[Set problem]
Rewrite everything from the line containing "of the blue" down to the end of the items below, keeping every line's wording. Shift each coordinate in the answers by -101.

[Records]

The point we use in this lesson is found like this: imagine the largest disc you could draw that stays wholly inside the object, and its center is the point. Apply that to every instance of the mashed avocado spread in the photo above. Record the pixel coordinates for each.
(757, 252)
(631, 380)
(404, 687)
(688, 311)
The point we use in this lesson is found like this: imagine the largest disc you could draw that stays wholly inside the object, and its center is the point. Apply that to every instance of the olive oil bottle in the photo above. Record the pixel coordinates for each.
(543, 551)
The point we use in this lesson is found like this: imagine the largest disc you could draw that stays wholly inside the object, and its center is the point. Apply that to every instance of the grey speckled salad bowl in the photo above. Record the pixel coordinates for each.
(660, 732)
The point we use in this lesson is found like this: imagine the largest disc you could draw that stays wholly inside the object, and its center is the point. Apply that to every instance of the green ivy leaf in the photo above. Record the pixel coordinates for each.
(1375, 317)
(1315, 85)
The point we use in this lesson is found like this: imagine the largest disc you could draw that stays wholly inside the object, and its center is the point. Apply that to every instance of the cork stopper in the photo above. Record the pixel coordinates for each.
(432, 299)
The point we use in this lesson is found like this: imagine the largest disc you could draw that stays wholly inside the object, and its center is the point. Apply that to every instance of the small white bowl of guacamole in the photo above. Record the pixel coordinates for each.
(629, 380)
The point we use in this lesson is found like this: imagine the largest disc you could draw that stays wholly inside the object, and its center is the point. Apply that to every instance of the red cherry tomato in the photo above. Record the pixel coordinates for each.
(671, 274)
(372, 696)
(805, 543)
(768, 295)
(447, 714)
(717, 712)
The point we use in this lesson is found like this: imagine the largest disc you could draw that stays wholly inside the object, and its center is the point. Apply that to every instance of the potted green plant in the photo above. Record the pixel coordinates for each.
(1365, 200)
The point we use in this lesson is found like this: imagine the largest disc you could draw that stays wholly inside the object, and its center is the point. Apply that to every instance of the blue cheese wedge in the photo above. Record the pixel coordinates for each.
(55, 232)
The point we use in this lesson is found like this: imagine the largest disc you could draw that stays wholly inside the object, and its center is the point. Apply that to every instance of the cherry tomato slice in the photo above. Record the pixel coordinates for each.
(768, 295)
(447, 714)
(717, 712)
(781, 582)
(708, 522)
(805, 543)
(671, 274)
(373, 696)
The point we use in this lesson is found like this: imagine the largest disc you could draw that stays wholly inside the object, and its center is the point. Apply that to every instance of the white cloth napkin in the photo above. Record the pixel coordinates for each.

[Result below]
The point we use in this lesson is found like this: imagine the largest disc you could draw that stays wholly inside the object, and its center is the point. Apply that to every instance of the blue cheese wedge in the photo above. Record the pixel coordinates for each.
(-46, 131)
The point we use in this lesson is found like this: imagine the largest disc you could draw that stays wholly inside the object, and its center is the point. Apply that to every instance of the cherry tomato slice in the photo above. Record the pixel coordinates for each.
(667, 194)
(346, 613)
(616, 611)
(680, 481)
(607, 421)
(704, 442)
(570, 173)
(272, 595)
The point we use in this lesson is found like this: imagine the largest disc you could draw that stays wholly inside the object, and its center is the point. Apply that to every instance of the white cloth napkin in the photo above. Record the pixel coordinates for each.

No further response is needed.